_Required action_.
All of the entries must be reproduced exactly, with no images carried over.

_Extracted records_.

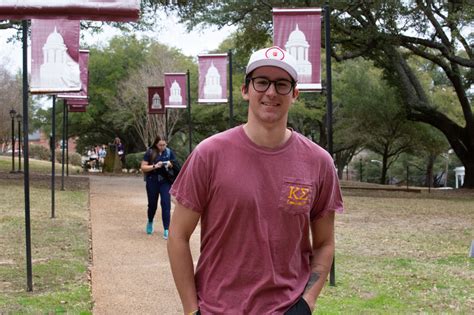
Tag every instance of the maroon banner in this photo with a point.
(102, 10)
(84, 75)
(77, 108)
(55, 56)
(175, 90)
(156, 100)
(77, 101)
(212, 78)
(298, 31)
(77, 104)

_Solution to this problem_.
Tag every instance of the maroon banner in this photo with a point.
(102, 10)
(84, 75)
(77, 108)
(55, 56)
(175, 90)
(156, 100)
(77, 101)
(212, 78)
(298, 31)
(77, 104)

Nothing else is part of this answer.